The input:
************

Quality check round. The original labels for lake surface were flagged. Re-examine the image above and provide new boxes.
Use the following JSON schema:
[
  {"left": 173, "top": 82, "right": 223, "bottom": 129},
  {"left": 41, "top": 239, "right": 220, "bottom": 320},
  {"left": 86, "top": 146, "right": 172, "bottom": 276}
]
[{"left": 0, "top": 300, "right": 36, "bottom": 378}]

************

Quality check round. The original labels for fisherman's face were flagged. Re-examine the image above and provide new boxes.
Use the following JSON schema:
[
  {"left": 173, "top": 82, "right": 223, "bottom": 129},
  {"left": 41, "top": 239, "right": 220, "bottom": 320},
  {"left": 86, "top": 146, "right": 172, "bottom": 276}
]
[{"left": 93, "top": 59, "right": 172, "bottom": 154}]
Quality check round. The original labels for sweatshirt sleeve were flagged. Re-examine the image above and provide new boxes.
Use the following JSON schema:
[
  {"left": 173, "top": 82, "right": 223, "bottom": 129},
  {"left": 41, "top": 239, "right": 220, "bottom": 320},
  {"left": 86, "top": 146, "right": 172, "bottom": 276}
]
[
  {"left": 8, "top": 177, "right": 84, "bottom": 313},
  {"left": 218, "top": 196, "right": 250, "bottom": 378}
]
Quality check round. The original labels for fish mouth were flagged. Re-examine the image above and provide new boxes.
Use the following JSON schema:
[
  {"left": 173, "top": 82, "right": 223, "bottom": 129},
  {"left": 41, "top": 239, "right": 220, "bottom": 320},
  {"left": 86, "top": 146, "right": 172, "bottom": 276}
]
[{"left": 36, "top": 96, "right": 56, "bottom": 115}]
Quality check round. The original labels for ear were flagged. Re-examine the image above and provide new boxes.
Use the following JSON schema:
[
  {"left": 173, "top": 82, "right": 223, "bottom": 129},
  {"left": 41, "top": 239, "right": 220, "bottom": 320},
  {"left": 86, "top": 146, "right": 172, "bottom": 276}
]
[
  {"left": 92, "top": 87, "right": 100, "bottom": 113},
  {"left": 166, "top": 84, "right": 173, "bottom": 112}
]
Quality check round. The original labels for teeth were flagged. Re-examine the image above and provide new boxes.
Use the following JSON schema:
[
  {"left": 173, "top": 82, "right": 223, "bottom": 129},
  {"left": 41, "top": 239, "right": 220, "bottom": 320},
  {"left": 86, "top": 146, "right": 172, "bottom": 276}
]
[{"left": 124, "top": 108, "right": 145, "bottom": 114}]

************

From the lines above, extract each one that contains the word "Quality" and copy it in full.

Quality check round. The original labels for lake surface were flagged. Re-examine the image above and provide new boxes.
Quality check round. The original labels for fisherman's face were flagged. Re-examine the image above and provide new boxes.
Quality check round. The original labels for sweatshirt sleeve were flagged. Re-examine the image above and provide new boxes.
Quality check round. The original labels for fish mouth were flagged. Re-examine the image above and provide new boxes.
Quality check round. The original labels for ear were flagged. Re-examine the image above and provide new boxes.
Quality check round. The original labels for teeth were flagged. Re-examine the image above and provide new boxes.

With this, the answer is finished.